> **TRY IT**
Restate, exactly and without pictures, the lines from the start of the listing below through the line holding "Target: side mirror".

════════════════════

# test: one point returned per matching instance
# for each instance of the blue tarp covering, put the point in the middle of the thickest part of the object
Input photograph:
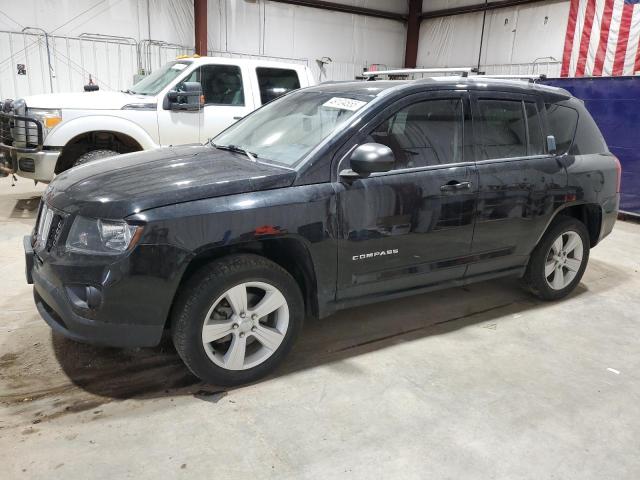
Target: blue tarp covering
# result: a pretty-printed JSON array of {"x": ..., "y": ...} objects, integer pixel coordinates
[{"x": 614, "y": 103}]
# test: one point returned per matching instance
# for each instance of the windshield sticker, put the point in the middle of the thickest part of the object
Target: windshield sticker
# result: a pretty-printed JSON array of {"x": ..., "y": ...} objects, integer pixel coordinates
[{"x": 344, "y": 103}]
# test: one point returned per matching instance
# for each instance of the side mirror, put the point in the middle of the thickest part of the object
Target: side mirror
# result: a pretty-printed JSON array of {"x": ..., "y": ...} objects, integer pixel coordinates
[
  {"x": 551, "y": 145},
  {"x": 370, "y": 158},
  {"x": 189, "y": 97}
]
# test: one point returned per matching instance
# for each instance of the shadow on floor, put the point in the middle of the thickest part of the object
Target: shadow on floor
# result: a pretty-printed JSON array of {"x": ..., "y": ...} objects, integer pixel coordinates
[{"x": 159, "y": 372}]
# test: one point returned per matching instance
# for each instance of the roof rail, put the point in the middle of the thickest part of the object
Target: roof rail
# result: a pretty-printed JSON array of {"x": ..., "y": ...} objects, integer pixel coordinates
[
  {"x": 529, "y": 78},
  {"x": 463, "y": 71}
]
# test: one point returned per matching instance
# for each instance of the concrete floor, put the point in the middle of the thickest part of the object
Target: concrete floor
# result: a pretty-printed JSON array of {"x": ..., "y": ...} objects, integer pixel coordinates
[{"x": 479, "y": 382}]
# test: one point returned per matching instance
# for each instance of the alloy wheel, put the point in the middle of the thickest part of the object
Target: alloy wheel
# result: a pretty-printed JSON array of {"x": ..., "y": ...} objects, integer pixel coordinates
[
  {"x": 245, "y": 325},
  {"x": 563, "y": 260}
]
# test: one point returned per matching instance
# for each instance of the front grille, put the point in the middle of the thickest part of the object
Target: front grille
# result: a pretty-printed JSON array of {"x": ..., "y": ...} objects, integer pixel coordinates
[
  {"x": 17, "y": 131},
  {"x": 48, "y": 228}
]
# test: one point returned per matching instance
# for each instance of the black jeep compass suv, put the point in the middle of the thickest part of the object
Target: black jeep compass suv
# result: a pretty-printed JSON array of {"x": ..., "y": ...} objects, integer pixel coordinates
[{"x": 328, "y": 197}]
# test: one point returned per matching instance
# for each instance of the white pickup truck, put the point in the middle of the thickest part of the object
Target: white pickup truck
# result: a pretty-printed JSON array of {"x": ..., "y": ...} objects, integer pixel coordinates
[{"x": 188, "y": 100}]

════════════════════

> **WRITTEN RESPONSE**
# test: one point returned per matching instance
# for each instance of the blue tarp covering, put the point in the middle of the thickest part of the object
Input photograph:
Target: blue tarp covering
# result: a pretty-printed JSON array of {"x": ..., "y": ...} objects, integer pixel coordinates
[{"x": 614, "y": 103}]
# test: one point returned per matching instance
# for each instance of the windshield sticker, put the point in the middle of the thickest part of the object
Target: windshield sticker
# result: a pretty-printed JSON array of {"x": ..., "y": ...} objects, integer pixel coordinates
[{"x": 344, "y": 103}]
# test: one point returned per matching instance
# for each instance of the side mirror, put the point in the middle of the thickest part of the object
Target: side mirror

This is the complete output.